(Dataset records)
------------------------------------------------------------
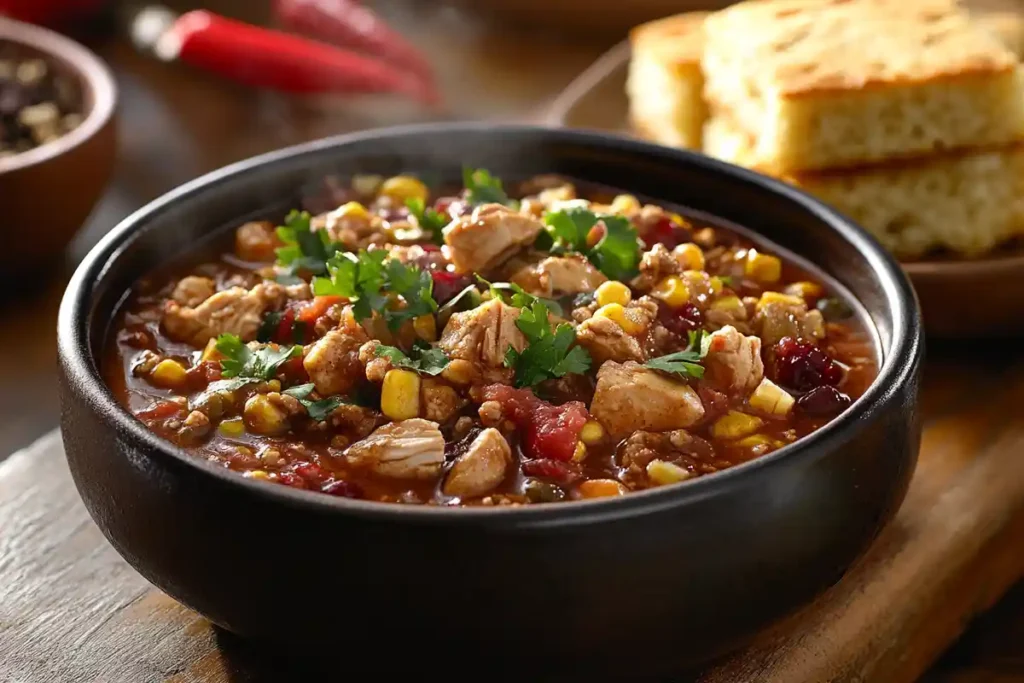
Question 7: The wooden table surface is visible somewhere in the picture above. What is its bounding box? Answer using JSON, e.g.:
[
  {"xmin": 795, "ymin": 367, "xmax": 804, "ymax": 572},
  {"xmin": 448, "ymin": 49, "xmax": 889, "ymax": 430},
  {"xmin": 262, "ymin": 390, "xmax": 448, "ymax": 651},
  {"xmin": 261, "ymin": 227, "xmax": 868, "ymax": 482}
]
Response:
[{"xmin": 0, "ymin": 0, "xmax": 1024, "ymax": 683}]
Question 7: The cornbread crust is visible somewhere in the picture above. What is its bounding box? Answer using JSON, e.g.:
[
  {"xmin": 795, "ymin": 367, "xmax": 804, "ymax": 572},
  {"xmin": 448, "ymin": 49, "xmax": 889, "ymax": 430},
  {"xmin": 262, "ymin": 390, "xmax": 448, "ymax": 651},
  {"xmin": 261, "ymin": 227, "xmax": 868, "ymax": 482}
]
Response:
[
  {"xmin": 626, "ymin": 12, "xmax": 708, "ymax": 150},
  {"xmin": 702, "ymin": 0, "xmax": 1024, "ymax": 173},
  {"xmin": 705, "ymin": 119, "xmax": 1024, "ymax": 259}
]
------------------------------------------------------------
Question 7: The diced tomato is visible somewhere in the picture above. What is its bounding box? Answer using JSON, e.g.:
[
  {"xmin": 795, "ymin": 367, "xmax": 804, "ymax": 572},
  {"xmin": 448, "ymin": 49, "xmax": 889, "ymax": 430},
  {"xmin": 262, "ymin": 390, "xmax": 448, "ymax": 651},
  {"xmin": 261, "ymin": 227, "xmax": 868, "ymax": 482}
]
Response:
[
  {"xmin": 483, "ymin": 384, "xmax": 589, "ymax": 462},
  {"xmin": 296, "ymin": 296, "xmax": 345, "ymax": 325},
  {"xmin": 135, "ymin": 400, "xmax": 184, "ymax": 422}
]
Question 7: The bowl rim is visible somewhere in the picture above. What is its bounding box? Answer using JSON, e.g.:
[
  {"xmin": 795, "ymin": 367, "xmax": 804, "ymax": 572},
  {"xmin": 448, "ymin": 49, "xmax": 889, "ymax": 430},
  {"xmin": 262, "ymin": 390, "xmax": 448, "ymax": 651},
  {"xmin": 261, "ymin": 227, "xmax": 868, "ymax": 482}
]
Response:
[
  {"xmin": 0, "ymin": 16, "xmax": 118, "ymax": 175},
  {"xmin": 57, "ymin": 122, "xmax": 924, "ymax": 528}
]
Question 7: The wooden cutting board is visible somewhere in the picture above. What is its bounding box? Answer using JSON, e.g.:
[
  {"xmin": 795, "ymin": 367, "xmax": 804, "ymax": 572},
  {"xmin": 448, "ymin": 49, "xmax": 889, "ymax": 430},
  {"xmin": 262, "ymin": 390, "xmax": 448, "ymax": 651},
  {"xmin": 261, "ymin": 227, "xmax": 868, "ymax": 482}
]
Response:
------------------------------------------------------------
> Stated exercise
Determine how many of the lines in the records contain the word "above", treating uppercase and lowercase letters as distinct, and give only that number.

> Solution to this problem
5